TASK: Return each line of the records below in which the string "dark" turns up.

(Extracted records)
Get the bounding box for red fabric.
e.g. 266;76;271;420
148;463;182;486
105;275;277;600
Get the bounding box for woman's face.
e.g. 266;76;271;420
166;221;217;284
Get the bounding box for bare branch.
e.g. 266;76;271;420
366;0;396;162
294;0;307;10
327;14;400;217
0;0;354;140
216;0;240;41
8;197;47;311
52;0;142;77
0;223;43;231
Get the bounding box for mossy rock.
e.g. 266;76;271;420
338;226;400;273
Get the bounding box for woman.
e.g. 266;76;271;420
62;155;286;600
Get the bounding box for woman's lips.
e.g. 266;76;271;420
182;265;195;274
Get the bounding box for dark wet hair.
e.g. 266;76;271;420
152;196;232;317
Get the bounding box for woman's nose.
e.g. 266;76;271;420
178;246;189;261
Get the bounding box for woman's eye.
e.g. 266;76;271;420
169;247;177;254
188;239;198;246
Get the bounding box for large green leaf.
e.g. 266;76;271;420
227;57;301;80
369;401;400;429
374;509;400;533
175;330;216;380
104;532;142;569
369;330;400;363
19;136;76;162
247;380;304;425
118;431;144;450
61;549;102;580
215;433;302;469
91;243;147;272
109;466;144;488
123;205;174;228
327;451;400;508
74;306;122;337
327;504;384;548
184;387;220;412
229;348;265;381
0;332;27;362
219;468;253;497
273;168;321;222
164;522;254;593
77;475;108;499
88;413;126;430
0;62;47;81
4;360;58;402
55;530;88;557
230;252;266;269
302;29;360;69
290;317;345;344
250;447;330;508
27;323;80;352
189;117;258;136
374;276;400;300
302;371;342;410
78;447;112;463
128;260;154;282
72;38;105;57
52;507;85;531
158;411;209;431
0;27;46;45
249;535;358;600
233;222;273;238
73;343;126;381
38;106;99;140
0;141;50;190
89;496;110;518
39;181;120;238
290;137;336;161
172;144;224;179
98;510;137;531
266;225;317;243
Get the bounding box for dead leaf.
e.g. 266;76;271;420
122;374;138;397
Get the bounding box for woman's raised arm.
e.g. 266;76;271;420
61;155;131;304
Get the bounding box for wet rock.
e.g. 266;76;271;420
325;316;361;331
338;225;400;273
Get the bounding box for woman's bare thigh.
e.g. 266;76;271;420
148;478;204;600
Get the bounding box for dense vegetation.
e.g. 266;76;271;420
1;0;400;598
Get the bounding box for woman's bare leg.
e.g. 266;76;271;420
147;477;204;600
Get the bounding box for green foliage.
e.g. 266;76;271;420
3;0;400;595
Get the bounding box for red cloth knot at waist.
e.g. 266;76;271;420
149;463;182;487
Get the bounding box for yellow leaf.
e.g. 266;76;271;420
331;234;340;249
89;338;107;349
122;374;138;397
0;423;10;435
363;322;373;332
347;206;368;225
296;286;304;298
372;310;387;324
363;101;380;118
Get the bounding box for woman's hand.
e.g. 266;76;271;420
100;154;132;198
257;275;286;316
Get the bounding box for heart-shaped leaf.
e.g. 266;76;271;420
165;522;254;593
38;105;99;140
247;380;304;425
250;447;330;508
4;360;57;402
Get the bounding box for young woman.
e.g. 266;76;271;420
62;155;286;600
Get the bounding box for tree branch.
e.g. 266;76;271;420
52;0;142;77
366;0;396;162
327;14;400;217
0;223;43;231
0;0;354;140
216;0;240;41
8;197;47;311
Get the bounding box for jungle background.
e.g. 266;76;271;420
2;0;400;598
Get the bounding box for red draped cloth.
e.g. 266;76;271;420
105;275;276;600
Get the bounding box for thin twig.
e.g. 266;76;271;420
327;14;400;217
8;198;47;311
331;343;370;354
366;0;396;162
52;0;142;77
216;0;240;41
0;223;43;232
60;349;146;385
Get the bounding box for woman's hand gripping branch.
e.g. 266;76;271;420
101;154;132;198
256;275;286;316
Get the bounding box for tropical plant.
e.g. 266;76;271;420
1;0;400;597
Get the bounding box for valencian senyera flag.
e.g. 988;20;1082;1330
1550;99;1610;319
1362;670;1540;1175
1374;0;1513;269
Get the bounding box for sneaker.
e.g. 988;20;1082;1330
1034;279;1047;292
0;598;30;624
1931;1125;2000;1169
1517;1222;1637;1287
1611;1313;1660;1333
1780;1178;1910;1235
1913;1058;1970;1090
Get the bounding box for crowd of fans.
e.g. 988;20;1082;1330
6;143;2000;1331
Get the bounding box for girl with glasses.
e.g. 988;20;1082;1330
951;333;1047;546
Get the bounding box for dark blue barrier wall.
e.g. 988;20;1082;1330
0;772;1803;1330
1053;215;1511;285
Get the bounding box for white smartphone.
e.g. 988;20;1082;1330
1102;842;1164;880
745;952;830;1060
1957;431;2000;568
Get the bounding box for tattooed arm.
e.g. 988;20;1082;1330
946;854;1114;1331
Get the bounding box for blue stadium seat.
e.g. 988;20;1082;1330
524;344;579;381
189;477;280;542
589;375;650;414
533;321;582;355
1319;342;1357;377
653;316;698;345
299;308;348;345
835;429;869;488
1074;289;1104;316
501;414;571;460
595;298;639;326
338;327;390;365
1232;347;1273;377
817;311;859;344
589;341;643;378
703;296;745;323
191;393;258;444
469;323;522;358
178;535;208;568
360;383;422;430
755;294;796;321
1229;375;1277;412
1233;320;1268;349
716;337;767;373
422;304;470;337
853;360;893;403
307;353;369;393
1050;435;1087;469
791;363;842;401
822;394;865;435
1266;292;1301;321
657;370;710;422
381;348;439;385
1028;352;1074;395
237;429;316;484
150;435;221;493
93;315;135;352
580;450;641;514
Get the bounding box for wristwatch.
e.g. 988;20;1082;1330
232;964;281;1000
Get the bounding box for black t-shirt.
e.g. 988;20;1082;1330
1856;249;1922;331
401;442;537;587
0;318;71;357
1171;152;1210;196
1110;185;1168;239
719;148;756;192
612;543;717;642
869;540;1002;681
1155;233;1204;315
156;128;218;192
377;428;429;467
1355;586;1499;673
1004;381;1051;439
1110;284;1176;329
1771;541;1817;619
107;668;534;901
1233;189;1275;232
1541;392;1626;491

THE ANSWER:
Get the bounding box for dark wet hair.
Get the bounding box for dark blue barrier wall.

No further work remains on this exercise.